* Named region outline data *
■ ■ ■ ■ ■

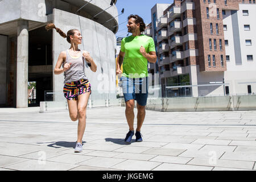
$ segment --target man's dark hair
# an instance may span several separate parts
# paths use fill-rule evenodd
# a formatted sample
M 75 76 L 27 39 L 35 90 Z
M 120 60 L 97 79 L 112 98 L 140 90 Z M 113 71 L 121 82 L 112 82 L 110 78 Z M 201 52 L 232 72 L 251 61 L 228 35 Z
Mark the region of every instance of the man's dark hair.
M 141 32 L 143 32 L 146 28 L 146 24 L 144 23 L 144 20 L 138 15 L 130 15 L 128 16 L 127 19 L 129 20 L 130 18 L 134 18 L 135 19 L 135 23 L 139 23 L 139 31 Z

■ ■ ■ ■ ■

* Given problem *
Rewrite the data above with every "dark hair" changed to "black hair", keeping all other text the same. Leave the pictures out of your answer.

* Output *
$ segment --target man's black hair
# an instance may span several separate parts
# paths use fill-rule evenodd
# a formatted sample
M 75 76 L 27 39 L 35 90 Z
M 120 60 L 97 79 L 112 98 L 140 90 Z M 113 71 L 121 82 L 112 82 L 110 78 Z M 201 52 L 232 72 L 251 61 L 228 35 Z
Mark the region of every instance of the man's black hair.
M 141 32 L 143 32 L 146 28 L 146 24 L 144 23 L 144 20 L 138 15 L 130 15 L 128 16 L 127 19 L 129 20 L 130 18 L 134 18 L 135 19 L 135 23 L 139 23 L 139 31 Z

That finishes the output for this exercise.